- Stated problem
Copy the records word for word, starting at the first line and ending with the line that contains "(1212, 187)".

====

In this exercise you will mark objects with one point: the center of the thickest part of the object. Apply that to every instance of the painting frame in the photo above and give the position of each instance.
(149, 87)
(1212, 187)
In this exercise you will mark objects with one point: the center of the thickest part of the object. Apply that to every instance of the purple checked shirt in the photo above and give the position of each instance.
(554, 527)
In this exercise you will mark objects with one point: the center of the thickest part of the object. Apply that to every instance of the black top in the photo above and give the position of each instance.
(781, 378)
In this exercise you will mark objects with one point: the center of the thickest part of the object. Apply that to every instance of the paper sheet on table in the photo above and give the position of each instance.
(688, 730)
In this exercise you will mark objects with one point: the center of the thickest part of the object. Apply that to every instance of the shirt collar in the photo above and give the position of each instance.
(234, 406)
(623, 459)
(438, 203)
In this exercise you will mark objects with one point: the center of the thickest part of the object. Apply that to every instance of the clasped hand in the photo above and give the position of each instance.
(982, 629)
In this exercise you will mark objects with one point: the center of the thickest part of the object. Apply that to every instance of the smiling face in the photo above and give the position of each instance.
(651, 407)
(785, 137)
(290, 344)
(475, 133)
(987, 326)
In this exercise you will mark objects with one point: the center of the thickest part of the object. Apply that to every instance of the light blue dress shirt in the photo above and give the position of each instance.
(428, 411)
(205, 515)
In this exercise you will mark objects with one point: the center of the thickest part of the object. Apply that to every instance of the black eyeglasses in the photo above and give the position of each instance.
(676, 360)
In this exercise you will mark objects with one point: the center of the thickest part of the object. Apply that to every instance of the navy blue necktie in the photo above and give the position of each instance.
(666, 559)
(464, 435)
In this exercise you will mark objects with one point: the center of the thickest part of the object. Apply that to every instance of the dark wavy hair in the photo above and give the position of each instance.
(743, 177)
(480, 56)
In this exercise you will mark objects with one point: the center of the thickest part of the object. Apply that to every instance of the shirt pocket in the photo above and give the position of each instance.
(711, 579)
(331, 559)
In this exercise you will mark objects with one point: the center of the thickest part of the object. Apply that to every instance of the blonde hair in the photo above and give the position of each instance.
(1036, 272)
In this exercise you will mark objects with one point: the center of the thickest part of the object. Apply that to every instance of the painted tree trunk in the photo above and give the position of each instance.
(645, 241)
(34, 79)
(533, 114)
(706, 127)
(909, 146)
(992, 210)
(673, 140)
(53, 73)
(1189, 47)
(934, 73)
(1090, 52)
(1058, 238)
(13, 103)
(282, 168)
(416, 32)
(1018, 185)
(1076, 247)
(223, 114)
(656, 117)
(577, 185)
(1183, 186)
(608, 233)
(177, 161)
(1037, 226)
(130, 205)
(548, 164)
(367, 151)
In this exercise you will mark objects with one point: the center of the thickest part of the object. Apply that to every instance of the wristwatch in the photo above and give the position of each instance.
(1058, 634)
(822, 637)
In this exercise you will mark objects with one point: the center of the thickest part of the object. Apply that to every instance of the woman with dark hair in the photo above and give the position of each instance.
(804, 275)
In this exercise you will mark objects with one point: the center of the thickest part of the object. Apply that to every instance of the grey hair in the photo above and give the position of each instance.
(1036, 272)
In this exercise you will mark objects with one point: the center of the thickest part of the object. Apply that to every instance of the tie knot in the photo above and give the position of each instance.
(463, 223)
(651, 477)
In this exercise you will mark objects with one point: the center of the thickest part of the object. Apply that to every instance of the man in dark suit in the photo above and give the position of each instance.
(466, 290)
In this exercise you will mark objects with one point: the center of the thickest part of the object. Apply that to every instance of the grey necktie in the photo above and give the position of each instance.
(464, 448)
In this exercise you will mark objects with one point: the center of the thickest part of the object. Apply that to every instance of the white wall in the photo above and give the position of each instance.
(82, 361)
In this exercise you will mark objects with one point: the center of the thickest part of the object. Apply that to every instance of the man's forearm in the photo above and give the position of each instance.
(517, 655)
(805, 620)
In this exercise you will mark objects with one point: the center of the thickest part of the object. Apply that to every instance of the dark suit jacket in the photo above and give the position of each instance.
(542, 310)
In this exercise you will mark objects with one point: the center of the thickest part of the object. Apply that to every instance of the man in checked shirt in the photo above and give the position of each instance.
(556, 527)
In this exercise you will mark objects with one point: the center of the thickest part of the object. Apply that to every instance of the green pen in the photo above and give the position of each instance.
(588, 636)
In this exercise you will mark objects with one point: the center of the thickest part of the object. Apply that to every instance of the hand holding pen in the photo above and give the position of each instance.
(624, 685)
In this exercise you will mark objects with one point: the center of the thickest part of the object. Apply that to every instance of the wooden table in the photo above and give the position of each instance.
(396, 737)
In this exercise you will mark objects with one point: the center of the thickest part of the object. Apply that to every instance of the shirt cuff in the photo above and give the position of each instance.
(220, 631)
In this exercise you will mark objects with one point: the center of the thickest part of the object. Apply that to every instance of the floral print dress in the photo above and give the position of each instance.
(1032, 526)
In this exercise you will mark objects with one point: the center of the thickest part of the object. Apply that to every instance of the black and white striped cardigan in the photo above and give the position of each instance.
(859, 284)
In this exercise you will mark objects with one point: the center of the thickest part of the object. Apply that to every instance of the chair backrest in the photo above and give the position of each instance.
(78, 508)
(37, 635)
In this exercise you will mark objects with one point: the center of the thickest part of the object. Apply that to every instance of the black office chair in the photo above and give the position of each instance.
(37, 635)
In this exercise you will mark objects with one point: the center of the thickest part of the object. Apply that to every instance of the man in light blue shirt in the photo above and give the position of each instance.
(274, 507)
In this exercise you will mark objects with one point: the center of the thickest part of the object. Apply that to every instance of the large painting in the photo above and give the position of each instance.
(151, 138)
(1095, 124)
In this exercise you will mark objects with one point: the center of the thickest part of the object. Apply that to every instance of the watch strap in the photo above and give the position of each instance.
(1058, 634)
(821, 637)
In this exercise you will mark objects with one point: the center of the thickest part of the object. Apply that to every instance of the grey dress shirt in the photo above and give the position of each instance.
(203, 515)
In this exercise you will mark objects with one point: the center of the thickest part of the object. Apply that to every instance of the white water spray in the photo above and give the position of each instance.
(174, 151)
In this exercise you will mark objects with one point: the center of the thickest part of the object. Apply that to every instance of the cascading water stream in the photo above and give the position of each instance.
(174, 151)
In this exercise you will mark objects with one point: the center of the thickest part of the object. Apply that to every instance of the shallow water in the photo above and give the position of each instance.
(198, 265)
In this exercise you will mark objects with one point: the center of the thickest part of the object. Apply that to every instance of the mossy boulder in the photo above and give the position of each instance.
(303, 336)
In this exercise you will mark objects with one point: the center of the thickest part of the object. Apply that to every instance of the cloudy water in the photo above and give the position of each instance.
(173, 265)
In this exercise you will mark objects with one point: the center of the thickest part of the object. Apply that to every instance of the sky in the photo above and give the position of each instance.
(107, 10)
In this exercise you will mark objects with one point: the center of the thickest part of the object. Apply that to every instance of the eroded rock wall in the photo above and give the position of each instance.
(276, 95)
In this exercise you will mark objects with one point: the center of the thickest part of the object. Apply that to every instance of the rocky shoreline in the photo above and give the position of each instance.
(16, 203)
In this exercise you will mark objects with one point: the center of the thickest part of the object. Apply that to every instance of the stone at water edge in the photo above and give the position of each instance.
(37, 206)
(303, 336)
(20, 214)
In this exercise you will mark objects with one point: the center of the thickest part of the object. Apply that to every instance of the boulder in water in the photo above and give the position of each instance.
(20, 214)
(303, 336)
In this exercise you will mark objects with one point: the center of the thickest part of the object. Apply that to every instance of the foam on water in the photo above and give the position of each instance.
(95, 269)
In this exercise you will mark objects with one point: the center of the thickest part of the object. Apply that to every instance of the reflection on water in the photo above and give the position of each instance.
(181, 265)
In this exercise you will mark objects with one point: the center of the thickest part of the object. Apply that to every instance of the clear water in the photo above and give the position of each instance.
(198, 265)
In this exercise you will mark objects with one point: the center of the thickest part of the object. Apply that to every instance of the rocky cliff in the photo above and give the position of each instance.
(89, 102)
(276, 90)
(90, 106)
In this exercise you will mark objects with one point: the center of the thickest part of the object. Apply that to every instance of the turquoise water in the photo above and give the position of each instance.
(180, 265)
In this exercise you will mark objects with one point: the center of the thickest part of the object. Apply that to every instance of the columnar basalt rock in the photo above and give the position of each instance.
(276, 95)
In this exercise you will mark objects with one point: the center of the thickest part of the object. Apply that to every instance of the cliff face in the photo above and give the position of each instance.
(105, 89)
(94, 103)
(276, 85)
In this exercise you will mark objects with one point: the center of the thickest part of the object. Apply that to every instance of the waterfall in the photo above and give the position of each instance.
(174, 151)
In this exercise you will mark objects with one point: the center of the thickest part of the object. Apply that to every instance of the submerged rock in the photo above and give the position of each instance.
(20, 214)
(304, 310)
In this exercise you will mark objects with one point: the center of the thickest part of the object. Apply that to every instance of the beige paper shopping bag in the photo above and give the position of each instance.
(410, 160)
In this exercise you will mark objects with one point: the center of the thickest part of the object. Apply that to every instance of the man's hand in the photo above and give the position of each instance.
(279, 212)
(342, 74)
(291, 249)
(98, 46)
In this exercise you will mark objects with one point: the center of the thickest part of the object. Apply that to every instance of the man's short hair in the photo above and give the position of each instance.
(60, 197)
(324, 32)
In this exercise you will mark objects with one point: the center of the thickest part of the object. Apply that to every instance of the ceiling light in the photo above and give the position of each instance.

====

- Solved exercise
In this exercise you will mark objects with one point: the center of the thickest part of the object. Apply that to every instance of the painting frame in the photo above and give the position of each instance.
(149, 87)
(1212, 187)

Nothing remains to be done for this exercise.